Directions for this task:
From the text on the Arizona bills, reproduce word for word the span that starts at "Just as the" and stops after "the U.S. Congress.".

A second bill pending in Arizona concerns another legal aspect of American identity, namely the constitutional requirement that our presidents be "natural-born" and not "naturalized" Americans. Both laws may be seen as state-level attempts to safeguard the nation according to principles set forth in the Constitution because authorities have failed to act responsibly at the federal level.
The "natural born" bill would require presidential candidates running in Arizona to submit proof of their constitutional eligibility to the Arizona secretary of state. In the case of President Obama, one such proof would be his long-form, circa 1961, birth certificate. This original form includes, for example, the name of the hospital where a person was born, as well as that of the attending physician -- information not included in the computer-generated short form that has appeared online and is of recent vintage.
Just as the state's new check on immigration status seems appropriate, so, too, does this potential requirement that presidential candidates prove their "natural born" bona fides, a requirement that, according to WorldNetDaily.com, is also under consideration in state legislatures in Georgia, New Hampshire, Oklahoma, South Carolina and in the U.S. Congress.

Material supplied:
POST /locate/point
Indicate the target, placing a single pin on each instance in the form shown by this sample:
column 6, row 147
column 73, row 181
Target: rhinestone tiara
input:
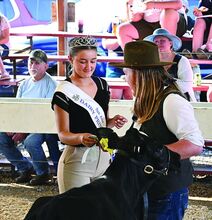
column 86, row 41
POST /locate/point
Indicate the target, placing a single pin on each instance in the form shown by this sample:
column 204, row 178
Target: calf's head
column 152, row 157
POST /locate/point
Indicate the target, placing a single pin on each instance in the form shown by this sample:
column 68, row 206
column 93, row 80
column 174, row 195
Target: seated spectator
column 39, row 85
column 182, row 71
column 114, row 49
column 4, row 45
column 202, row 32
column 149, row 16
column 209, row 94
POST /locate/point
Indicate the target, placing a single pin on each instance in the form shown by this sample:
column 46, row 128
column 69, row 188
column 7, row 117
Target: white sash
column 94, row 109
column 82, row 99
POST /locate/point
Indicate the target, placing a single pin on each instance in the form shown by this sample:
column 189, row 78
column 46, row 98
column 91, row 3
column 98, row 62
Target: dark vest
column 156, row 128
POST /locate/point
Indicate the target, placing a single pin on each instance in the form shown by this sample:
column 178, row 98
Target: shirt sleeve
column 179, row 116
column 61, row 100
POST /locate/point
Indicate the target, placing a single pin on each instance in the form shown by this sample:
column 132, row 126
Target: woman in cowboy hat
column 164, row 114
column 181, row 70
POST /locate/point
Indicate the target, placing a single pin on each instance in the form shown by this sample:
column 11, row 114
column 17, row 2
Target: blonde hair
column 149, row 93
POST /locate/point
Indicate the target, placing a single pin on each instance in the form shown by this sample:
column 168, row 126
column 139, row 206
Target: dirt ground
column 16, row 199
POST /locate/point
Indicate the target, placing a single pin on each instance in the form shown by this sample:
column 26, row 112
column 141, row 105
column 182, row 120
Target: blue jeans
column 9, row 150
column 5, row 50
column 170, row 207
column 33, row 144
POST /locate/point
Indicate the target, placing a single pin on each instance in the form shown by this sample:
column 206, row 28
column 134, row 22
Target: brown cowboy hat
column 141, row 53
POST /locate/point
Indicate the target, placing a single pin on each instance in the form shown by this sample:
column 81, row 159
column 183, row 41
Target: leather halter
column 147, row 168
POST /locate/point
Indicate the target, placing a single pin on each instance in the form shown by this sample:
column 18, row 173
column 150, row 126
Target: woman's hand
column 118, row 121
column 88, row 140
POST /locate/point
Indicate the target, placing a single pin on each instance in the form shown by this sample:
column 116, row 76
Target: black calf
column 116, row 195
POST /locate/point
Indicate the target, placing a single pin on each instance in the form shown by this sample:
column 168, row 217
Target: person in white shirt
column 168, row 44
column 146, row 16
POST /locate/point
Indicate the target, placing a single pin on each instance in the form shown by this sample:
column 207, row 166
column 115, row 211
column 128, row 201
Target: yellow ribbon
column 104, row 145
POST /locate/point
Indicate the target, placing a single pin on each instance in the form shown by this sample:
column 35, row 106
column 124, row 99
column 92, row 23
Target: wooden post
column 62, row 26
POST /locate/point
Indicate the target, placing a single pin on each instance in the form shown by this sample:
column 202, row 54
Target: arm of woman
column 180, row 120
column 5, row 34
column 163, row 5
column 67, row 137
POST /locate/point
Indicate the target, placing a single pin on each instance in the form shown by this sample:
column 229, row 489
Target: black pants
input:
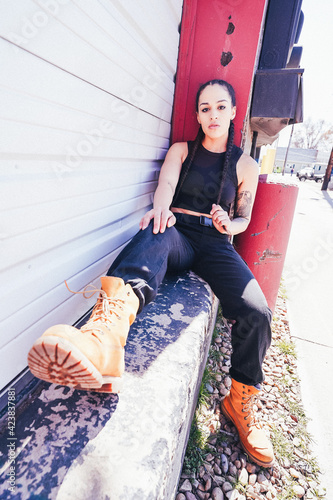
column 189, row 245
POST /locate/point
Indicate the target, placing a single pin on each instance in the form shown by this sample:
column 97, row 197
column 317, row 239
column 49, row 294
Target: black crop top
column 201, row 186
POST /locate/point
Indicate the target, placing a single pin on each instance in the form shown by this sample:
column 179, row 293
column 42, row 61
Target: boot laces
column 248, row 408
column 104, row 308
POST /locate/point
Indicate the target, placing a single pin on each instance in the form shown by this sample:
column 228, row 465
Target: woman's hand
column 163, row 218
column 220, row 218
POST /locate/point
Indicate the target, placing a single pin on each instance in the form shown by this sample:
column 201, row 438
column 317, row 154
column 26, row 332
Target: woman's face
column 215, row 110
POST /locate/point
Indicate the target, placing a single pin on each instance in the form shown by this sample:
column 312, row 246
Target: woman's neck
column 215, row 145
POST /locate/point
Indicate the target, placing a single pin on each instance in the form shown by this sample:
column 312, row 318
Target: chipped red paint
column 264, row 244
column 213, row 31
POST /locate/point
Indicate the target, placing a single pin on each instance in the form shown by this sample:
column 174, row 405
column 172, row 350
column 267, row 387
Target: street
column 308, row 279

Answer box:
Just as the state's new check on immigration status seems appropriate, so, too, does this potential requirement that presidential candidates prove their "natural born" bona fides, a requirement that, according to WorldNetDaily.com, is also under consideration in state legislatures in Georgia, New Hampshire, Oklahoma, South Carolina and in the U.S. Congress.